*** Opening of Data ***

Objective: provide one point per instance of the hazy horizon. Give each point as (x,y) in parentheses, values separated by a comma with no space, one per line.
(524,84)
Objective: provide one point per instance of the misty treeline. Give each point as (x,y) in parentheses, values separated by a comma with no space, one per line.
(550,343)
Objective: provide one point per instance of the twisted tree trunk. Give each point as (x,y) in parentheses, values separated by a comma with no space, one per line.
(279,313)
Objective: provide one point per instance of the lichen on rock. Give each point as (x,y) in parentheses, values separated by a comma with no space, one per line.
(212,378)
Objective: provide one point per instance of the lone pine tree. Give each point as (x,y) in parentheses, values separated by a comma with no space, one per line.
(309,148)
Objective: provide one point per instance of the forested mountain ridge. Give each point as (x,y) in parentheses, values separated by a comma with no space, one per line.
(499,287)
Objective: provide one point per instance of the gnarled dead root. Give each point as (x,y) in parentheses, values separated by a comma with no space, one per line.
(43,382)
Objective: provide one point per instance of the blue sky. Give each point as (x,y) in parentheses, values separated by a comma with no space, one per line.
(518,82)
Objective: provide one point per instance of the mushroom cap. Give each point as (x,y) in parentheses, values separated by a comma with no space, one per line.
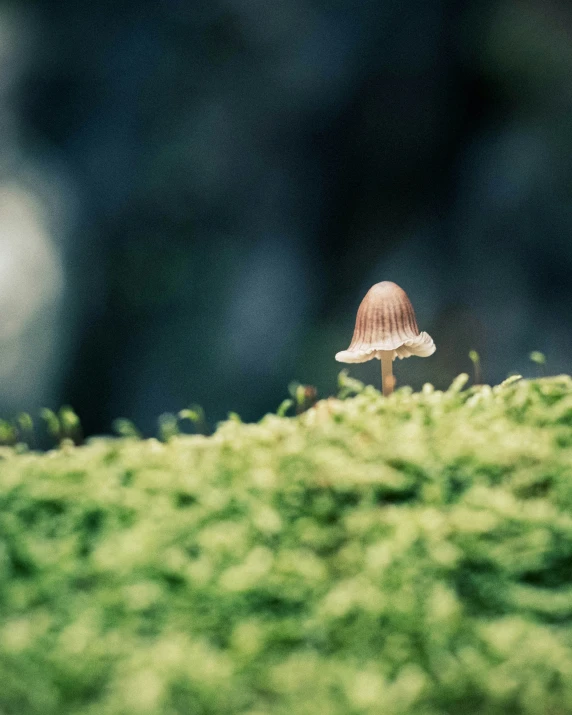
(386,322)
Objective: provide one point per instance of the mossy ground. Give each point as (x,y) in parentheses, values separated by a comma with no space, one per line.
(402,555)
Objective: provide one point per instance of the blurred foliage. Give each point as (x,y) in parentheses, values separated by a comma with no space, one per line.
(369,556)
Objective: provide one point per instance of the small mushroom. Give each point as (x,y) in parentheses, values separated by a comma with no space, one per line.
(385,329)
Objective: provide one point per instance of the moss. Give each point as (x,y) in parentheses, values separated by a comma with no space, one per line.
(401,555)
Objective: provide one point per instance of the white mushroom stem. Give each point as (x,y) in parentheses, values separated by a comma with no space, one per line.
(387,378)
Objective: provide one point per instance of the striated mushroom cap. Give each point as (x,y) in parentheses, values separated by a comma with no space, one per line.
(386,322)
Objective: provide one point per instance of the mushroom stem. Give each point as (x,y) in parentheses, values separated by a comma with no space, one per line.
(387,378)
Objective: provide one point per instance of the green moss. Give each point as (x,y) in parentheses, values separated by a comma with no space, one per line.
(392,556)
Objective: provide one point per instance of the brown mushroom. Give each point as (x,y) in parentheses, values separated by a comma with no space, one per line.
(385,329)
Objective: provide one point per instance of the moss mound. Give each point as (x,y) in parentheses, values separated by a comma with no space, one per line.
(402,555)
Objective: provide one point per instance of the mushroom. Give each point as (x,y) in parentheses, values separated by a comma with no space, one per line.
(385,329)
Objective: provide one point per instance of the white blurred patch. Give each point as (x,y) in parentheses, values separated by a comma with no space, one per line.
(31,291)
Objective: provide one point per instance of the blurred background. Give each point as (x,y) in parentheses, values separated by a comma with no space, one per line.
(195,196)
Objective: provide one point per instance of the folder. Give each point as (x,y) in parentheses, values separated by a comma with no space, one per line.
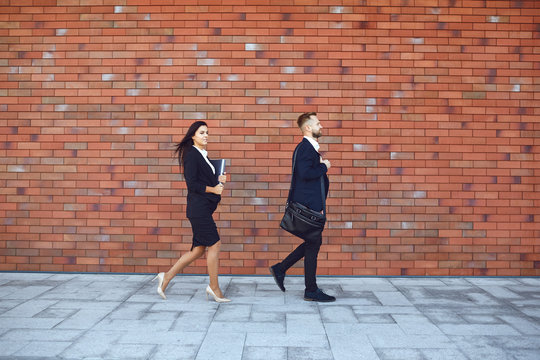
(219,165)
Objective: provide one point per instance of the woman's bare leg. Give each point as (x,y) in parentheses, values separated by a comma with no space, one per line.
(212,260)
(184,261)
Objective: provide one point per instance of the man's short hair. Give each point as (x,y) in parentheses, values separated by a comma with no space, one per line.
(302,119)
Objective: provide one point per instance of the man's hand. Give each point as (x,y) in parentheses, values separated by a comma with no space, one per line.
(326,162)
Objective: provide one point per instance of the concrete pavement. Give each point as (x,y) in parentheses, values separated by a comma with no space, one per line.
(110,316)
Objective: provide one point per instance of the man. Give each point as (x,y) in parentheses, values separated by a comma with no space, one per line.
(309,169)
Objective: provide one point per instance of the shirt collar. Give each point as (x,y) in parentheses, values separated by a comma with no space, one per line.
(202,151)
(313,142)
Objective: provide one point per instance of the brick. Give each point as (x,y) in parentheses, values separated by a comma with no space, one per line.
(430,132)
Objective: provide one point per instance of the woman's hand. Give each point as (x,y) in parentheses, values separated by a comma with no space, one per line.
(218,189)
(223,178)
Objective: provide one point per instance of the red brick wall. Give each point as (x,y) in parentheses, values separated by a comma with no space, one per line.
(430,111)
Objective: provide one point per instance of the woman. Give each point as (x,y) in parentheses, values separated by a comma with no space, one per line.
(204,194)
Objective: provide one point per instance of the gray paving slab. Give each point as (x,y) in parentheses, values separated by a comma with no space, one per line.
(120,316)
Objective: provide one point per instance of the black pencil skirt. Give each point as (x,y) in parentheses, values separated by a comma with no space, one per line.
(204,231)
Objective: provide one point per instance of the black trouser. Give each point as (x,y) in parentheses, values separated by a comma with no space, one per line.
(309,251)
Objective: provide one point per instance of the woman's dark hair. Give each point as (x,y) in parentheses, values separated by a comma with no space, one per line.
(187,141)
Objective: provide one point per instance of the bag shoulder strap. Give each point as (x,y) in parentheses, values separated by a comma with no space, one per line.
(323,195)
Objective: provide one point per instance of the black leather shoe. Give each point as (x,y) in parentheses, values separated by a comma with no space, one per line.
(319,296)
(278,275)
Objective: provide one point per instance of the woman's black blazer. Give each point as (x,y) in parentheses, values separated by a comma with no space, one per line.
(199,175)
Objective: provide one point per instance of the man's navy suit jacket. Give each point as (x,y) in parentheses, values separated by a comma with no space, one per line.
(307,177)
(199,175)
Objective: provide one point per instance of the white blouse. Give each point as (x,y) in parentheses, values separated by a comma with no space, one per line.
(205,156)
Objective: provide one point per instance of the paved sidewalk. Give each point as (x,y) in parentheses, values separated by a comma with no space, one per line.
(108,316)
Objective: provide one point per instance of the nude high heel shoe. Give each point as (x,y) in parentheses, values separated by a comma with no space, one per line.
(160,276)
(216,298)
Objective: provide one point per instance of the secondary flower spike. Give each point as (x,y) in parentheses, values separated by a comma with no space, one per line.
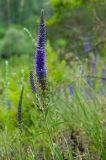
(40,55)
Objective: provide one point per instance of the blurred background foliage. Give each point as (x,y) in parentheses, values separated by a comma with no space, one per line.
(68,21)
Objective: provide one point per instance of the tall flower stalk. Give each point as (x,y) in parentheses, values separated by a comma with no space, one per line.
(40,57)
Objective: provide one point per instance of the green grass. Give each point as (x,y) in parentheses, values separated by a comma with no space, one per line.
(72,127)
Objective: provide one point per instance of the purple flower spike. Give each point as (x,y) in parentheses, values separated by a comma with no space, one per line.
(41,33)
(71,90)
(94,64)
(40,55)
(86,45)
(32,82)
(88,81)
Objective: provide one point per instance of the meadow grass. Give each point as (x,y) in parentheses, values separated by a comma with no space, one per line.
(72,126)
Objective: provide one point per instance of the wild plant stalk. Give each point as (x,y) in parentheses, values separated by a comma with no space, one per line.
(41,86)
(19,118)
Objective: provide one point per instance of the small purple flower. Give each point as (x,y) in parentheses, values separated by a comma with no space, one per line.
(71,90)
(86,45)
(32,82)
(103,79)
(9,103)
(88,81)
(88,87)
(94,63)
(40,55)
(81,68)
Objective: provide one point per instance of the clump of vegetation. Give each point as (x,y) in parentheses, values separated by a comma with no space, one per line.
(52,108)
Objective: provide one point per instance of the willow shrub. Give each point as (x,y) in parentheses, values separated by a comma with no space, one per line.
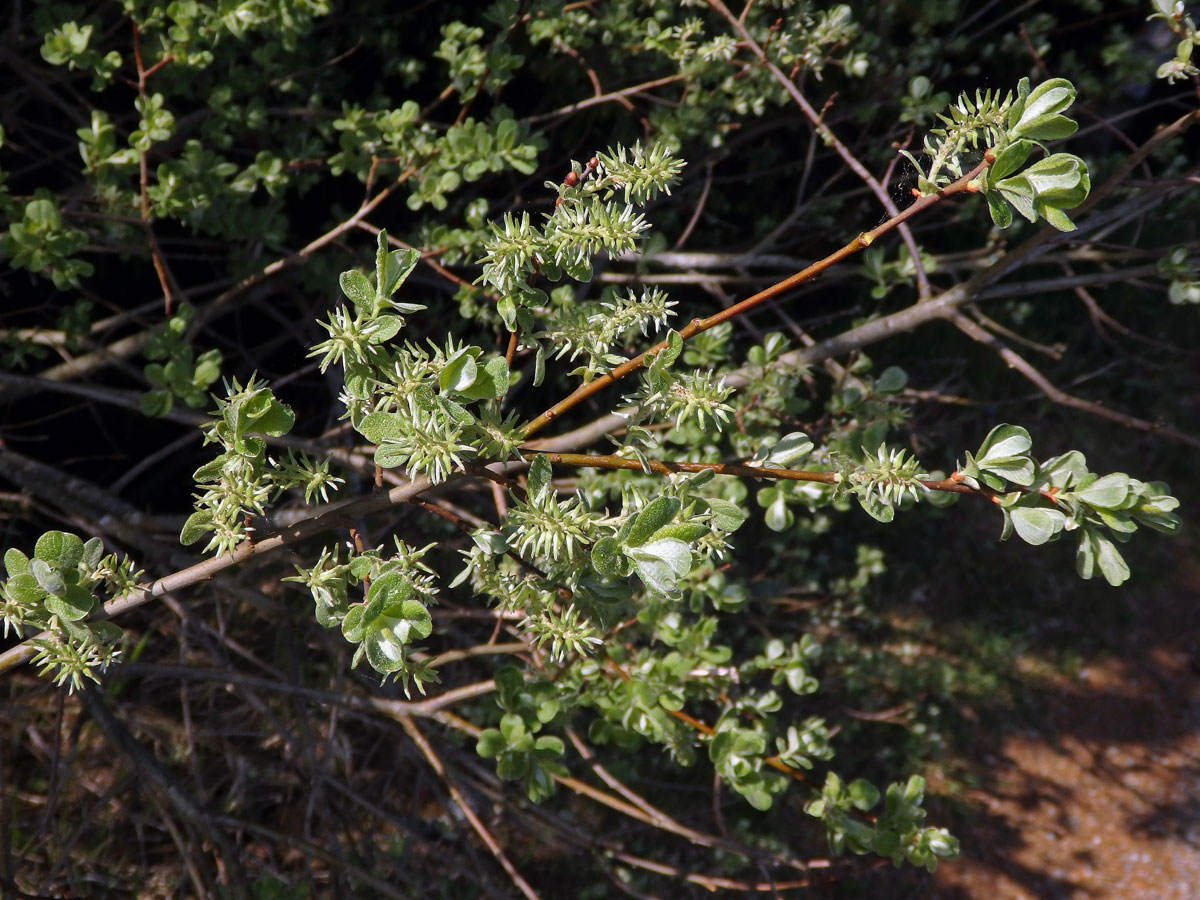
(513,413)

*** Close of Data ***

Exercise goal: Without changing a word, transcribe all of the data and omit its images.

Problem solution:
Objective: provide one point per instance of the hazy horizon. Give each point as (x,y) in parentheses, values separated by a comma with no space, one per line.
(524,84)
Objective: provide one point per instance of the misty treeline. Give each point as (x,y) in parentheses, values separated by a comma with no space, one per line.
(550,343)
Objective: provide one point per instance of the twisted tree trunk. Give each point as (x,y) in parentheses, values separated by a comma with no space, one per line.
(279,313)
Objective: provide one point per instance of the lichen on rock. Give each point as (x,y) in parentheses, values separated by a comma with no space, one per line.
(212,378)
Objective: provide one point per instance of the lone pine tree. Give each point as (x,y) in parentheses, values separated by a comma with no space, one per line.
(309,148)
Objective: provide one point per instance of the forested mountain ridge. Give each point as (x,y) in parentheses, values separated by a comma with no space, one per line.
(499,287)
Objective: provide one point per instance of the gnarled dead root. Give each point as (x,y) in parentheses, values separated by a comma with no space, one per line.
(43,382)
Objective: provide one point per instance of the blue sky. Give each point as (x,y) in parentheses, values separated by a comma with no space, one per line.
(518,82)
Objective: provide one point per instance of the mushroom cap. Give each point as (x,y) in parentheses, values separated by a comma with no space, one per line.
(386,322)
Objective: provide one point per instance of the mossy ground. Give each point as (x,y) in parentheses, values separated by a comma with no space, one per line.
(402,555)
Objective: provide one point per instance of the blurred foliage. Give each point as (x,y) in parentheses, values separated by a comma with no space, one per line.
(369,556)
Objective: provide one point per instance of the small mushroom. Give each point as (x,y) in parentheses, values separated by a comma with no space, one per line.
(385,329)
Objective: provide one point per instance of the moss. Give each point as (x,y) in parentheses, values separated by a comma with no space, one per line.
(401,555)
Objective: provide one point per instance of the white mushroom stem. Give each point as (x,y) in parentheses, values separated by a comma with no space, one per line.
(387,378)
Objective: provide one point per instance of the striated mushroom cap. Give each point as (x,y) in parentheses, values separated by a comma with no space, one per line.
(386,322)
Objective: provide one point per instance of the mushroom stem. Give each point as (x,y) in parentheses, values separated by a comma with no space, one per line.
(387,378)
Objective: provide one point per instance of the green moss. Give each point as (x,y) in parentheses, values separated by a comma with no space, one per line.
(392,556)
Objective: provide one point per instance of the brown mushroom. Give each point as (x,y) in parentheses, values separated by a comma with no space, one per line.
(385,329)
Objective: provide one point per instance of the moss mound. Give each point as (x,y) in parentheses, values separated by a comma with no space, one per line.
(402,555)
Objective: provide one point per instance of the mushroom. Give each point as (x,y) in parentheses, values separated by a comma with no space, one per line.
(385,329)
Objective: provide one point per instance of the white blurred patch. Give each point as (x,y) in parentheses, values separated by a comma with no space, one per line.
(31,291)
Objective: provide one point per instance of the blurred background. Give each point as (x,y) in parentheses, values separated by a comma with no space, one per line.
(195,196)
Objective: provide one point per instance of the folder. Give each point as (x,y) in parentheses, values separated by a comma with no space, one per line.
(219,165)
Objective: provide one point per instance of the woman's bare leg. Give each point as (x,y) in parentheses, values separated by a comma with no space, one per line.
(212,260)
(184,261)
Objective: provide one point per instance of the man's short hair. Give each point as (x,y) in parentheses, values separated by a comma with no space, one per line.
(302,119)
Objective: provide one point per instance of the man's hand. Give each point as (x,y) in parentheses, values separated by a comma with no space, one per line.
(326,162)
Objective: provide one point per instance of the concrete pavement. Give each point as (x,y) in parentheses, values separated by a comma with no space, one per line.
(110,316)
Objective: provide one point per instance of the man. Give each point as (x,y) in parentheses, values separated by a comma with no space, one per line.
(309,169)
Objective: provide one point per instance of the shirt collar. Give each point as (x,y) in parentheses, values separated by a comma with no space, one per line.
(202,151)
(313,142)
Objective: provide one point per instance of the brick. Give each point as (x,y) in parentheses, values separated by a comma with no space, one per line.
(430,132)
Objective: provide one point per instance of the woman's hand. Give each point as (x,y) in parentheses, values separated by a comma with no space, one per line.
(218,189)
(223,178)
Objective: provide one point per instance of the red brick wall. Give each point as (x,y) in parentheses, values separated by a comma with no space, one per line.
(430,111)
Objective: provide one point per instance of the woman. Give each point as (x,y) in parentheses, values separated by a comma with no space, one per line.
(204,194)
Objective: provide one point per instance of the gray paving slab. Give each point as (x,y) in parentheses, values separated by a comma with no space, one per line.
(120,316)
Objective: provide one point per instance of the black pencil skirt. Give each point as (x,y) in parentheses, values separated by a comma with no space, one per line.
(204,231)
Objective: provide one point per instance of the black trouser. Give each point as (x,y) in parentheses, values separated by a comma with no space, one per line.
(309,251)
Objective: provide one point per instance of the woman's dark hair. Give each point as (x,y) in parentheses, values separated by a comma with no space, one per line.
(187,141)
Objective: provide one point per instance of the bag shoulder strap. Give each point as (x,y) in parentheses, values separated by a comma with no space, one per line.
(323,195)
Objective: provide one point per instance of the black leather shoe. Give each point as (x,y) in parentheses, values separated by a comma with no space, one per line.
(319,296)
(278,275)
Objective: provide one point per instance of the woman's black blazer. Give each point as (x,y) in parentheses, values separated by a comma with no space, one per line.
(199,175)
Objective: provide one point per instance of the man's navy suit jacket. Give each point as (x,y) in parentheses, values separated by a comma with no space, one per line.
(307,177)
(199,175)
Objective: provide one point per instance of the white blouse. Give each point as (x,y) in parentheses, values separated by a comma with no space, one per line.
(205,156)
Objective: provide one point per instance of the paved sidewalk. Give each point as (x,y) in parentheses, values separated by a comma with no space, one per line.
(108,316)
Objective: provide one point per instance of the nude high heel shoe. Give each point as (x,y) in parentheses, values separated by a comma with no space, one per line.
(160,276)
(216,298)
Objective: provide one point per instance of the secondary flower spike. Give each point as (x,y) in parentheses, values separated by a comma with no space, one per line.
(40,55)
Objective: provide one point per instance of the blurred background foliage. Give each point as (x,y) in parentheses, values separated by a comma with no space, one per line.
(68,21)
Objective: provide one point per instance of the tall flower stalk. Give each point as (x,y) in parentheses, values separated by a comma with no space, one per line.
(40,57)
Objective: provide one point per instance of the green grass. Give each point as (x,y) in parentheses, values separated by a comma with no space, one per line.
(72,127)
Objective: provide one point per instance of the purple flower spike. Give each point as (x,y) in parentheses, values separated by a comma with no space, one per line.
(41,33)
(71,90)
(94,64)
(40,55)
(86,45)
(32,82)
(88,81)
Objective: provide one point per instance of the meadow grass. Give each point as (x,y) in parentheses, values separated by a comma with no space, one per line.
(72,126)
Objective: provide one point per instance of the wild plant stalk. Give each point as (x,y) in parentheses, values separated by a comma with no space, one per line.
(41,86)
(19,118)
Objective: provide one point per instance of the small purple flower. Give each point as (x,y) in parentheses, values separated by a comma with no space, one per line.
(71,90)
(86,45)
(32,82)
(103,79)
(9,103)
(88,81)
(88,87)
(94,63)
(40,55)
(81,68)
Objective: provide one point per instance of the clump of vegetation. Give each point as (x,y) in parentheses, values separated by a comma with no space, one per line.
(52,108)
Objective: provide one point per instance of the willow shrub. Give each point as (x,y) in parentheses, values separated by a comma with no space, one per line.
(513,413)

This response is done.